» **GIVEN PROBLEM**: Copy every row below word for word, leaving out the pictures.

[Records from a data collection]
■ ■ ■ ■ ■ ■ ■

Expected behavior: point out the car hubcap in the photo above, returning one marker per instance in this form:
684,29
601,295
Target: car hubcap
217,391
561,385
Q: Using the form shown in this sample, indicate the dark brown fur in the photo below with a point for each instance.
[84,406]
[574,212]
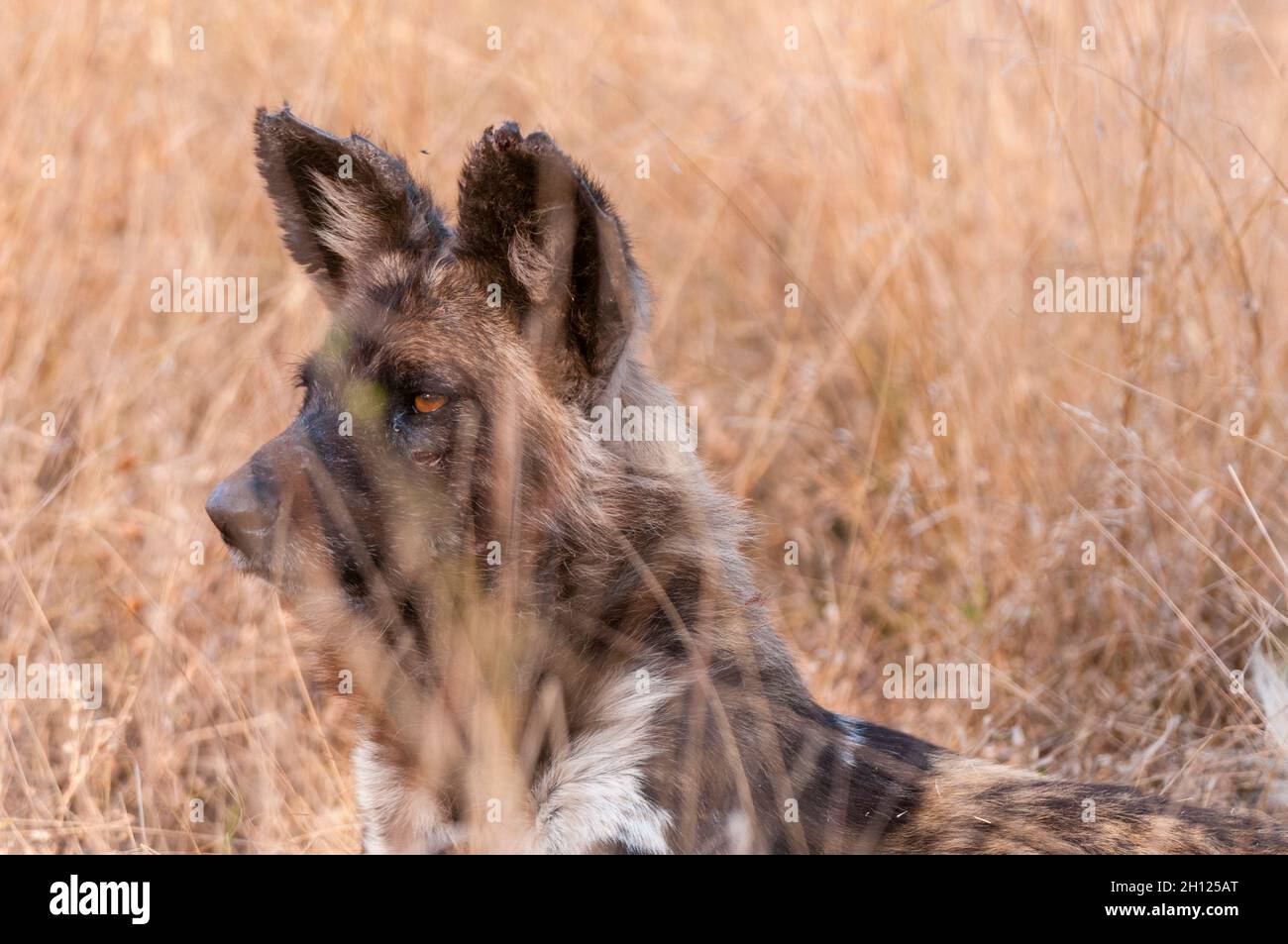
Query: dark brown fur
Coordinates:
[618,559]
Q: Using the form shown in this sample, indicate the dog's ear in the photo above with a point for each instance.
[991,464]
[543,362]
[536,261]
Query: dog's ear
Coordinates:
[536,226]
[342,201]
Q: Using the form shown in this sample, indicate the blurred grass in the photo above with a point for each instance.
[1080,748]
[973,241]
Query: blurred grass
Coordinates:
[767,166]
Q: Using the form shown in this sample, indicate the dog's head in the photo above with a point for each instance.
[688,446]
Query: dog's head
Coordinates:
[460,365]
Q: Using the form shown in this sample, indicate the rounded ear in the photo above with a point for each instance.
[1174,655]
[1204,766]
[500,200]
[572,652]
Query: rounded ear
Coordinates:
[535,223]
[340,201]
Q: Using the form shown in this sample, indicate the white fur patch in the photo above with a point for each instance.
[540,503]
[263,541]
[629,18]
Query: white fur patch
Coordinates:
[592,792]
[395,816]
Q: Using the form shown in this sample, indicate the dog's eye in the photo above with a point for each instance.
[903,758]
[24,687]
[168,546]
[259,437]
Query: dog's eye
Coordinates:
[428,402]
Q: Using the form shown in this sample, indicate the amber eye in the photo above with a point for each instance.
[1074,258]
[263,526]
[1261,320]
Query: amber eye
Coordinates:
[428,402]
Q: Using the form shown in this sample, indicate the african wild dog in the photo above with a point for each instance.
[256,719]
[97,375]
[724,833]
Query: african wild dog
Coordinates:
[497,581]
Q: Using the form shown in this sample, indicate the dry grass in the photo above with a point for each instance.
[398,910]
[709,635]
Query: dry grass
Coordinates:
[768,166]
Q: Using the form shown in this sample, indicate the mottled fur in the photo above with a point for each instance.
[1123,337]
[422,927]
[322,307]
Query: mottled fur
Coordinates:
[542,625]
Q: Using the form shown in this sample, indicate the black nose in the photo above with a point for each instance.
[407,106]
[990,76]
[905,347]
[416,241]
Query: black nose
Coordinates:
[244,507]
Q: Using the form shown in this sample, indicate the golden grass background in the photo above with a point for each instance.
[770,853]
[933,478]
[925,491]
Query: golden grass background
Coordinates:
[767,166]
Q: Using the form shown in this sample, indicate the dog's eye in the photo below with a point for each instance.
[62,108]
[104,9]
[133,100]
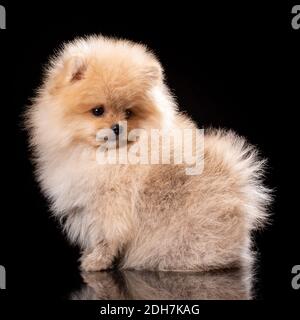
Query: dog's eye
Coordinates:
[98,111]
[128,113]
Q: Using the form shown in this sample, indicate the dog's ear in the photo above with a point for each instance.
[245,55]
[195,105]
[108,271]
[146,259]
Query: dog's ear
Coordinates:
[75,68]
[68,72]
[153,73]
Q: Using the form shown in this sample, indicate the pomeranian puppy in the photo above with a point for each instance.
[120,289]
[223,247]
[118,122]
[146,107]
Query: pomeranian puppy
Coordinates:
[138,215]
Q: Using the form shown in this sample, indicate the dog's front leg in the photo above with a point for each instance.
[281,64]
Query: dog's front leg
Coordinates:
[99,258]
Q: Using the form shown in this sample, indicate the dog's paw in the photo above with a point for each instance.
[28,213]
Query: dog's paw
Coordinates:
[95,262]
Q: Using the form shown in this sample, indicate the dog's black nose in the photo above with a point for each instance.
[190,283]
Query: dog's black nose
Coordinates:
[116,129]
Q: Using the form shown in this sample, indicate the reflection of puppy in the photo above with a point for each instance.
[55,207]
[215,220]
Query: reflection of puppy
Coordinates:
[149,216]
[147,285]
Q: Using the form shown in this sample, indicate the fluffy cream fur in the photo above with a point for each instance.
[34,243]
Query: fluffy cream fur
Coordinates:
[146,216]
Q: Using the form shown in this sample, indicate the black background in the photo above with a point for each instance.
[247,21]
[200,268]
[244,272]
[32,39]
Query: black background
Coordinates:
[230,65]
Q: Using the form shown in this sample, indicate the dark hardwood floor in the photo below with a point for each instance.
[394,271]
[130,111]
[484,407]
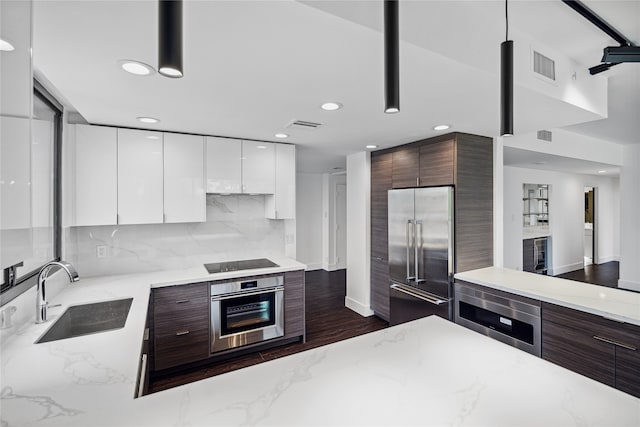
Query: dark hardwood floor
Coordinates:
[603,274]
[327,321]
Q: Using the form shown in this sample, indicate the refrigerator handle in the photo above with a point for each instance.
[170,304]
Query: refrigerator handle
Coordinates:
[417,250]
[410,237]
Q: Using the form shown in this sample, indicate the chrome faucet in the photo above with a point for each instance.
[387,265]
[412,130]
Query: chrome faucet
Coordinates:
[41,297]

■ ■ ■ ■ ■ ■ ■

» **ANSWER IN FULL**:
Expected behavior: point out the car hubcap in the photo above, returning one marker per instance in this form:
684,29
601,295
Target: car hubcap
217,391
561,385
Q: Using the form shown in this sample, indicate the dark brown fur in the photo below with a point for each instance.
[84,406]
[574,212]
Query: dark brown fur
Coordinates:
[618,559]
Q: Using the form shown in this sample, indicate the dog's ear in the photo above with a point for each instance.
[991,464]
[543,362]
[536,261]
Query: dog's ear
Coordinates:
[536,226]
[342,201]
Q: Using the form shown in this sample, indicate the blurred grass in the photo above with a point for each instance.
[1080,748]
[973,241]
Query: blurred grass
Coordinates:
[767,166]
Q: Using the form shown in this sample, indicate the dog's head in the photo above with a point for each instance.
[688,446]
Query: dog's head
Coordinates:
[460,365]
Q: Using the form shown in this sample, indicate the rounded ear in the photo above with a point for each instance.
[1174,655]
[1204,766]
[500,200]
[572,652]
Query: rounded ear
Coordinates:
[535,223]
[340,201]
Q: Using the form shown in this sample, indicate the white fur patch in the photo above with a point for each instance.
[540,503]
[263,541]
[629,18]
Query: white fur patch
Coordinates:
[592,792]
[395,816]
Q: Using the form shown in this sample, indicate the dog's eye in the photo above with a point for each instance.
[903,758]
[24,687]
[168,546]
[259,437]
Query: dog's eye
Coordinates:
[428,402]
Q: Using the form shown in this sample, indicate the amber eye in the photo above with a point for each instance.
[1074,258]
[263,526]
[1261,320]
Query: amber eye
Coordinates:
[428,402]
Q: Using the form shown in this sample, indicate the african wild dog in the photo above with a point for each instance.
[256,719]
[97,375]
[724,833]
Query: african wild dog
Coordinates:
[497,581]
Q: Using the form shown in this sample, indicate the dry grass in the photo above with a point for each instance.
[398,910]
[709,635]
Query: dry grass
Coordinates:
[768,166]
Q: Using the form shown in this sample, indicate the mottled fur in the photo above with a point for each instance.
[1123,337]
[422,927]
[322,307]
Query: mottled fur
Coordinates:
[542,625]
Q: Using the form shown in this sample, indicate the black nose in the photo above with a point for each instance.
[407,106]
[990,76]
[905,347]
[416,241]
Query: black nose
Coordinates:
[244,507]
Q: Using the form shown in this sample, indicate the golden grass background in the photo above with a point for each instance.
[770,853]
[933,478]
[925,491]
Query: golden grass background
Coordinates:
[767,166]
Q: Using the form shown in this sample, indicate the dog's eye in the photo below with a point for each instance.
[62,108]
[104,9]
[133,100]
Query: dog's eye
Coordinates:
[98,111]
[128,113]
Q: Using the form shown in this sample, indicate the dog's ear in the photo above with a point for each instance.
[245,55]
[195,105]
[108,271]
[146,259]
Query: dog's ear
Coordinates:
[75,68]
[68,72]
[153,73]
Q: Using the form shown in this sample, indicate the pomeranian puppy in the photo above with a point for each instance.
[120,289]
[223,247]
[118,122]
[146,107]
Query: pomeranian puppy
Coordinates:
[138,215]
Q: Using the form shown in this sample, indicate the dog's front leg in the photo above with a point for each instance.
[281,64]
Query: dog's front leg
Coordinates:
[99,258]
Q: Using the form shown in this sample, indicate the dog's paw in the photo above with a point for each instance.
[28,213]
Query: dog's paw
Coordinates:
[95,262]
Q: Using the form shown in this sample, indicate the dog's black nose in the photo above with a point for each instance.
[190,283]
Query: dog's black nose
Coordinates:
[116,129]
Q: Using the form shown in this sample, indicate the reflection of puppy in the photo above with a point for each instance.
[55,207]
[215,220]
Query: reflection of puppy
Coordinates:
[149,216]
[147,285]
Q: Using the form shown in this sample, indicate the fluffy cream fur in the photo above with a point for each instance.
[34,243]
Query: fluffy cream fur
Coordinates:
[146,216]
Q: Using the form shown in this sample, indicate the black background in the photo above with a point for each instance.
[247,21]
[200,268]
[244,272]
[32,39]
Query: black background
Coordinates:
[230,65]
Q: Using the form shown in this sample, indicate the dark hardwood floor in the photo below with a point for each instance.
[394,271]
[130,111]
[484,407]
Query: dark hardwood floor
Coordinates:
[603,274]
[327,321]
Q: Using the form shown in this sample, indicate the refrigerator handle in the photo above with a point for each instance.
[170,304]
Query: refrigerator handle
Coordinates:
[417,250]
[410,237]
Q: Using the form shown in this sample, indicate the chrome faucet in the photo above with a point for each instance.
[387,265]
[412,130]
Query: chrome faucet
Coordinates:
[41,297]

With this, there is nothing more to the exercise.